§ **Extract provided**:
• • • •

Wednesday, April 25, 2007

Czech It Out

Camera? Check.
Comfortable walking shoes? Check.
Passport? Che..wait, yeah--check.

All right. Let's go to Prague.

Patrick's grandmother came dashing out of the garage, serenading me in her native tongue, apparently instructing me to get something from her car, as all I picked up was "mein auto."

With my jacket in one hand and an apple in the other, I found myself powerless.

"Um, Paaatrick! Your Grandma is yelling at me, and I DON'T SPEAK GERMAN!"

After my translating friend talked it out with his grandmother, we left for the Czech Republic with our cameras, walking shoes, passports, and steering wheel lock. We took off in, naturally, the family Volkswagen.

"By the way," Patrick mentioned, "Ome wasn't yelling at you...that's just her. She wasn't mad."

Good. I feared I had angered the matriarch. “You did tell her I don't speak German, right?”

"Yeah, but I'm pretty sure she ignored me."

Touché.

Hour and a half later, a pair of Aussies, a native German, and the American kid reached the border. As we pulled up to the booth, we joked about what the guards were going to think when such a diverse group of youths requested to enter the Czech Republic. Shortly thereafter, we were asked to drive six meters ahead and pull over behind a blue BMW.

After our passports each earned a stamp, we continued on our way. Apparently, a completed highway between Dresden and Prague provided a 2 1/2-hour drive. Unfortunately, completed could not describe the highway, as the Czechs had not yet finished their end. This required Patrick, along with anyone else headed to Prague on Easter Saturday, to detour through a small town along the Elbe River. On the bright side, with traffic at a standstill, Kath and I took some great pictures out the window. On the other side of the coin, our drive took closer to four hours. As we inched through the town we realized the number of cars was not so much the problem as was the men PAINTING A CROSSWALK ON THE STREET AT NOON.

Patrick: "Unbelievable."


Finally, we reached Prague (or in Czech: Praha). I looked around excitedly as my Swedish friend Tuve (who I actually met last semester when she studied at SDSU) had told me Prague is one of the most beautiful cities she had ever seen.

Along the outskirts of town my excitement dwindled and I started to wonder if Tuve had lied to me in some cruel, European joke. With buildings in disrepair and a train station in disarray, Prague first impressed me as less than stellar.

Patrick, with his innate sense of direction, and Zak, with his copy of Shoe String Guide to Europe, navigated us to the visitor information center where we snagged a map of Praha and made our way to the "old town."

• • • •

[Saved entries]

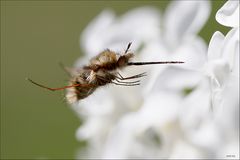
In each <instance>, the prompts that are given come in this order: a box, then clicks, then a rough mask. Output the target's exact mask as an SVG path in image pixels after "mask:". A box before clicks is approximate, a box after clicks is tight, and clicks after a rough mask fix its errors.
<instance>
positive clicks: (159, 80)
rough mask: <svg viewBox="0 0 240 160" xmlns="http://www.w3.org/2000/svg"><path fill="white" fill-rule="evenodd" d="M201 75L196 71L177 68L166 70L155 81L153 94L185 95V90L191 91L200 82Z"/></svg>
mask: <svg viewBox="0 0 240 160" xmlns="http://www.w3.org/2000/svg"><path fill="white" fill-rule="evenodd" d="M200 78H201V74H200V73H198V72H196V71H191V70H185V69H181V68H176V67H169V68H167V69H165V70H164V71H163V72H162V73H161V74H159V76H158V77H157V78H156V79H155V83H154V85H153V87H152V90H151V91H150V93H151V92H159V91H165V92H173V93H180V95H182V94H183V91H184V89H191V88H194V87H196V86H197V84H198V83H199V82H200V80H201V79H200Z"/></svg>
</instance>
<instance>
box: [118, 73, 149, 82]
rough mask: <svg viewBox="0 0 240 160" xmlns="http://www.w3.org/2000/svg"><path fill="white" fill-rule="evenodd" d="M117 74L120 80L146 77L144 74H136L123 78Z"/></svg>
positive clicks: (145, 74)
mask: <svg viewBox="0 0 240 160" xmlns="http://www.w3.org/2000/svg"><path fill="white" fill-rule="evenodd" d="M117 74H118V75H119V76H120V78H121V80H126V79H134V78H140V77H143V76H146V72H143V73H140V74H136V75H133V76H130V77H123V76H122V75H121V74H120V73H117Z"/></svg>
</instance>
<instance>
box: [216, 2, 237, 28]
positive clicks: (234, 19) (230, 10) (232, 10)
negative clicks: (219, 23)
mask: <svg viewBox="0 0 240 160" xmlns="http://www.w3.org/2000/svg"><path fill="white" fill-rule="evenodd" d="M216 20H217V21H218V22H219V23H220V24H222V25H224V26H228V27H239V1H238V0H229V1H227V2H226V3H225V4H224V5H223V6H222V8H220V9H219V10H218V12H217V14H216Z"/></svg>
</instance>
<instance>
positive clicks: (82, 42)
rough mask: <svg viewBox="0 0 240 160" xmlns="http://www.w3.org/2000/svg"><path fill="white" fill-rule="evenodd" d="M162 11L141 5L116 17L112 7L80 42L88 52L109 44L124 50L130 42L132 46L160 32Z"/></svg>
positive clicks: (90, 23) (111, 48) (95, 20)
mask: <svg viewBox="0 0 240 160" xmlns="http://www.w3.org/2000/svg"><path fill="white" fill-rule="evenodd" d="M159 15H160V14H159V12H158V11H157V10H156V9H154V8H151V7H141V8H137V9H134V10H132V11H130V12H127V13H126V14H124V15H123V16H121V17H115V15H114V13H113V12H111V11H108V10H107V11H103V12H102V13H101V14H100V15H99V16H98V17H97V18H95V19H94V20H93V21H92V22H91V23H90V25H89V26H88V27H87V28H86V29H85V31H84V32H83V35H82V37H81V44H82V47H83V48H84V50H85V52H86V53H87V54H88V55H90V56H93V55H96V54H98V53H99V52H101V51H102V50H104V49H106V48H109V49H111V50H113V51H116V52H123V51H124V50H125V48H126V46H127V44H128V43H129V42H133V45H132V48H131V49H133V50H135V49H137V48H138V47H140V45H141V44H142V43H145V42H148V41H149V40H151V39H155V38H156V37H158V36H159V25H160V16H159Z"/></svg>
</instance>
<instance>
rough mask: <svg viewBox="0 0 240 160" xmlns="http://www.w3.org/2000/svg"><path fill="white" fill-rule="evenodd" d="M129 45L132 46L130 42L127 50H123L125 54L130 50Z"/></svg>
mask: <svg viewBox="0 0 240 160" xmlns="http://www.w3.org/2000/svg"><path fill="white" fill-rule="evenodd" d="M131 45H132V42H130V43H128V46H127V49H126V50H125V52H124V53H125V54H126V53H127V52H128V50H129V49H130V47H131Z"/></svg>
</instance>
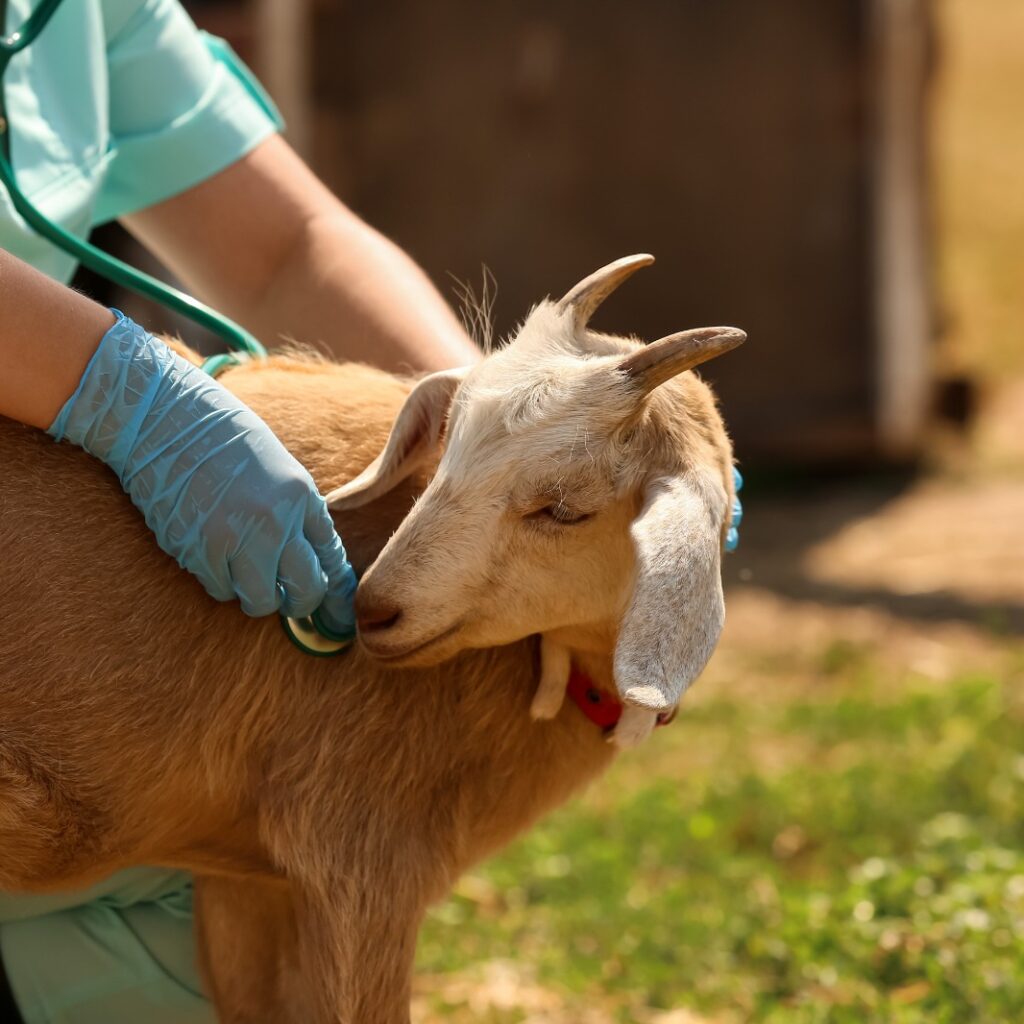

• • • •

§ **Exercise instructions**:
**1)** In the Prague travel post, how long did the drive to Prague actually take because of the detour?
**2)** Reproduce word for word the part of the Prague travel post starting at "Passport? Che..wait, yeah--check." and ending at "the family Volkswagen.".

§ **Answers for the exercise**:
**1)** Closer to four hours.

**2)**
Passport? Che..wait, yeah--check.

All right. Let's go to Prague.

Patrick's grandmother came dashing out of the garage, serenading me in her native tongue, apparently instructing me to get something from her car, as all I picked up was "mein auto."

With my jacket in one hand and an apple in the other, I found myself powerless.

"Um, Paaatrick! Your Grandma is yelling at me, and I DON'T SPEAK GERMAN!"

After my translating friend talked it out with his grandmother, we left for the Czech Republic with our cameras, walking shoes, passports, and steering wheel lock. We took off in, naturally, the family Volkswagen.